### Exercise prompt
Please return, word for word, the line containing "Locate every instance of the lamp" and each line after it through the end of the data below, and nothing else.

### Input data
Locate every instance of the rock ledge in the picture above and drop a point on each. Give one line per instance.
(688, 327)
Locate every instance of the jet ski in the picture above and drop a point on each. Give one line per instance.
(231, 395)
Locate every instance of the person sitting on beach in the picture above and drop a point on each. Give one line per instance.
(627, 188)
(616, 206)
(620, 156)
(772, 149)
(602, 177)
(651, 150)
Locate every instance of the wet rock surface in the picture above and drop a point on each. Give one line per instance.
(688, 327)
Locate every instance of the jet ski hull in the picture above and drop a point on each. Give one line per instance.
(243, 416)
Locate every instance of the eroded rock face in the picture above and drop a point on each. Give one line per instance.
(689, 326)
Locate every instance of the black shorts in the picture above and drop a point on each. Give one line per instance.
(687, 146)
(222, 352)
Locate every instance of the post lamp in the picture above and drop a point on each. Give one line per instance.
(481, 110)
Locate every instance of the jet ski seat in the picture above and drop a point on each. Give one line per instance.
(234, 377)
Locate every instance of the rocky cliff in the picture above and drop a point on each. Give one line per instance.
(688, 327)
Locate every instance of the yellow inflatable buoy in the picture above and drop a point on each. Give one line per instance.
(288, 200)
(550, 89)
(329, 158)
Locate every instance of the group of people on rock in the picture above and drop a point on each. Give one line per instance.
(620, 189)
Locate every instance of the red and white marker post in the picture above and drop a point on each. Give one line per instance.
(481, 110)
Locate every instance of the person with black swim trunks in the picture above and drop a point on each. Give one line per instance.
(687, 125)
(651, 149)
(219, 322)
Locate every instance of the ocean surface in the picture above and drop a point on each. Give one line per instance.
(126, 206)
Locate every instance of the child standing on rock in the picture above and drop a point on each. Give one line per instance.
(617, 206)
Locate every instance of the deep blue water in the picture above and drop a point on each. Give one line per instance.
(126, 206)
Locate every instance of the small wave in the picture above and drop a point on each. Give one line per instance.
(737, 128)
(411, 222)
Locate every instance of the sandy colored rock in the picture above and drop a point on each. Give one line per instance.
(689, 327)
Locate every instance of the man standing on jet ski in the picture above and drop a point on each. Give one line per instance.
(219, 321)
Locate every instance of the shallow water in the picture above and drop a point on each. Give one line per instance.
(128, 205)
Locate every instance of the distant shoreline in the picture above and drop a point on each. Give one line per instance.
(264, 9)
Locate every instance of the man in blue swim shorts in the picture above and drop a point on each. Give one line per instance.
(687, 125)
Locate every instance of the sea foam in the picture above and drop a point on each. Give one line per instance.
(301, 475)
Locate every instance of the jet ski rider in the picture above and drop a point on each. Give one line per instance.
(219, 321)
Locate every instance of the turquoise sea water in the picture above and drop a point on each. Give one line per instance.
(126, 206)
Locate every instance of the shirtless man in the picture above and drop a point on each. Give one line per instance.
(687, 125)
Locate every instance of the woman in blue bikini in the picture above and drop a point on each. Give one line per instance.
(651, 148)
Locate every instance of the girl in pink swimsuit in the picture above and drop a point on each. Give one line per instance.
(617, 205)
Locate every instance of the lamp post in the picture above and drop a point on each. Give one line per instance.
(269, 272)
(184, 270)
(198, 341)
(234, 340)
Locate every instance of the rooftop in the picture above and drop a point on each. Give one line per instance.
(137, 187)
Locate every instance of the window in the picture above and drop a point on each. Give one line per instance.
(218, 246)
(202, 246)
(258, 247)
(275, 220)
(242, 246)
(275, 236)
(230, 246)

### Answer space
Locate every instance of the lamp post in the picture above and drop a point on each. Give one line per instance.
(269, 272)
(184, 270)
(198, 341)
(234, 340)
Locate every instance of the rooftop in the picture above and drop a point on each. Give one line per instance.
(137, 187)
Locate every instance of the window in the picture above and drop a point on each. Give one line per instance.
(218, 246)
(202, 246)
(258, 247)
(275, 220)
(242, 246)
(275, 236)
(230, 246)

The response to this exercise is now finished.